> [Work instruction]
Copy every line below precisely as it appears.

------------------------------

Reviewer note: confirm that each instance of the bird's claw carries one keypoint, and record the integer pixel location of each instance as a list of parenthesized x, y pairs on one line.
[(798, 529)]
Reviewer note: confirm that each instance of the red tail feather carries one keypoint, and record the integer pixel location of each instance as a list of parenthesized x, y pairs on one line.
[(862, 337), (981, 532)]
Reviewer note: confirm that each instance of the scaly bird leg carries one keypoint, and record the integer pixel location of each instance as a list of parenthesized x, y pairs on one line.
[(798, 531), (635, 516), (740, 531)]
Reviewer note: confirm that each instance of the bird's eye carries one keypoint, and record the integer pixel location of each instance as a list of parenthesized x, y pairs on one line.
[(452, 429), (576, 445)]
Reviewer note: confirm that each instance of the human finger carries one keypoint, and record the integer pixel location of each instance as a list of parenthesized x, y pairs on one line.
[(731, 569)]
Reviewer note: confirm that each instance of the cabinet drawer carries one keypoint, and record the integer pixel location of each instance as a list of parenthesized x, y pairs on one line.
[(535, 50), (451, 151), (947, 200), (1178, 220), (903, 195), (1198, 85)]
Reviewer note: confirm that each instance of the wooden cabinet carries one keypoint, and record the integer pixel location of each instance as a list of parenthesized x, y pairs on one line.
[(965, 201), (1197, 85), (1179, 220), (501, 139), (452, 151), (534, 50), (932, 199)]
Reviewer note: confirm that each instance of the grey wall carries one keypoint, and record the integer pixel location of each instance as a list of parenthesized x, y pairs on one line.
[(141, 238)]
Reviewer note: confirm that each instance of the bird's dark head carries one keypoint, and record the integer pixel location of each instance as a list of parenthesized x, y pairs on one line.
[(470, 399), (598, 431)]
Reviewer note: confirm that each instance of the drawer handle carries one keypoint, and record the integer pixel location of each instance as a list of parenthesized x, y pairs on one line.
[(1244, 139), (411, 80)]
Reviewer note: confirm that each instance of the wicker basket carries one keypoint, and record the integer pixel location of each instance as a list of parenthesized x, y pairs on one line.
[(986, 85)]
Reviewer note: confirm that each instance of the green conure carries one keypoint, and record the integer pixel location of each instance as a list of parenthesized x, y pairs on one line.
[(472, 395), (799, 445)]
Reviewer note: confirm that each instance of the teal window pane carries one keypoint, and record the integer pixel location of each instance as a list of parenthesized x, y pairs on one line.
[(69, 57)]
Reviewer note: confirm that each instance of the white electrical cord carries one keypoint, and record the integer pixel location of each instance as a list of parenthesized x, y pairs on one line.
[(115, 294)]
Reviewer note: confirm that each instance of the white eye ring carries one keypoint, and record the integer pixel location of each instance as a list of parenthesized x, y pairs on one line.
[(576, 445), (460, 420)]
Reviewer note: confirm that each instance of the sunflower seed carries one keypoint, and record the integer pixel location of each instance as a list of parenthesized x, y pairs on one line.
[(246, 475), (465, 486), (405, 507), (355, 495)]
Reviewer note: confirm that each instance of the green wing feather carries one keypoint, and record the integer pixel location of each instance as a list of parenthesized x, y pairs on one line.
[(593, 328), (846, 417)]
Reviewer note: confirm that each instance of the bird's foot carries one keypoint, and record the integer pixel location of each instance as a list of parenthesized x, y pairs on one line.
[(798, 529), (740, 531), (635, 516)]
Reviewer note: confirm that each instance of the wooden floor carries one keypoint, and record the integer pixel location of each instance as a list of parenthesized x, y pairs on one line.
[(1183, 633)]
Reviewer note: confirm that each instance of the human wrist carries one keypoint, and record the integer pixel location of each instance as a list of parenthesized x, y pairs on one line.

------------------------------

> [Expected answer]
Reviewer note: confirm that each instance of the bird's claw carries one keypoint, and record the integer pixel location of each instance as a list of parenthesized x, y pairs on one line.
[(798, 529)]
Reviewer note: confirm that each instance of the red tail feather carries one keypoint, and record the integer pixel location of each instance as a list of parenthesized x, y pairs on one line.
[(862, 337), (981, 532)]
Reviewer note: confirm that each instance of the scaly bird leg carries one keypoint, and record the integer pixel location of each instance as a list of parenthesized x, y pairs on one line.
[(798, 531), (635, 516), (740, 531)]
Reviewer note: confirm that each instance of the bird's eye carries one keypoint, and record the integer pixel location of each instance as a list of parenthesized x, y pairs on one line.
[(452, 429), (576, 445)]
Reviewer note: confirm that each instance of the human finger carries one keypoint, and record the integer pixel location of each instance as a list of parenthesized x, y pairs on one line.
[(731, 569)]
Reviewer note: confirm that each instance of the cabinet drawer carries one keypoint, and record the integer pixel location of each instance as a list of parenthesized x, y pairs on one line.
[(535, 50), (451, 151), (947, 200), (1178, 220), (903, 195), (1198, 85)]
Reviewer note: confirm that each instance of the wooden cabinet carries one keypoint, and record the integer pixel location of each instance as a list of parenthesized x, y pairs on one line.
[(965, 201), (1197, 85), (1179, 220), (501, 139), (452, 151), (534, 50), (932, 199)]
Reviewer note: confirm that each instance of the grey wall carries one keypoint, and record the integer pixel location of each instance as a list of parenthesized x, y pairs on one line.
[(141, 238)]
Reviewer note: confirm that each instance of the bird's dark head carries one keypoint, and record the integer pixel location of each instance as a list of parenthesized x, y pairs on one line.
[(470, 399), (598, 431)]
Reviewer note: confirm that each instance of the drawer handle carries one keypoint, and record the integer pixel location of each instance as a list of parenthesized x, y pairs on one line.
[(1244, 139), (411, 80)]
Reviewer note: confirm that each instance of the wicker basket carries one keypoint, and record the integer pixel location of each instance as a list of parenthesized x, y pairs on one line.
[(986, 85)]
Reviewer note: confirm that each instance of the green conure carries one keypoint, and record the integer pixel location of each instance as a list of parenthesized x, y pairs on one line.
[(472, 395), (799, 445)]
Reviewer note: confirm that each instance of the teal window pane carries one keypoint, and record the integer pixel location of each instance as a list of parenthesized x, y pairs on one line.
[(69, 57)]
Reviewer note: confirm that each instance of the white electrical cord carries one keypoint, and record the integer pixel location of each instance as a list of parenthesized x, y pairs on one line.
[(115, 294)]
Reviewer note: confirm that each instance of the white eye ring carries one keypoint, and record the integer pixel location of each instance as a list of parenthesized x, y pairs on one line.
[(576, 445), (460, 420)]
Reviewer note: confirm that each instance of the sunflower seed carries one keypoint, and record the integer pixel location of each instance as a list of parenthesized x, y pairs on one line.
[(246, 475), (465, 486), (405, 507), (355, 495)]
Reviewer note: confirm that each instance of the green wing feather carries one keypoint, and record the integer pixel location of each instance as a list of parenthesized x, y pairs on one line.
[(593, 328), (846, 417)]
Reviewer note: confirm that each instance of the bird's foot carries one keypoint, and record the integer pixel location of each instance as a list of parenthesized x, y pairs on one line.
[(798, 529), (740, 531), (635, 516)]
Reviewer note: confirm that each instance of the wooden floor carries one keypoint, and record the integer pixel location of each instance as a list of parenthesized x, y pairs on one line.
[(1183, 633)]
Reviewer note: confirm that each instance of the human wrist carries one keypoint, and record the integer pixel location of each instance as a list of parenthesized x, y pairs on one line.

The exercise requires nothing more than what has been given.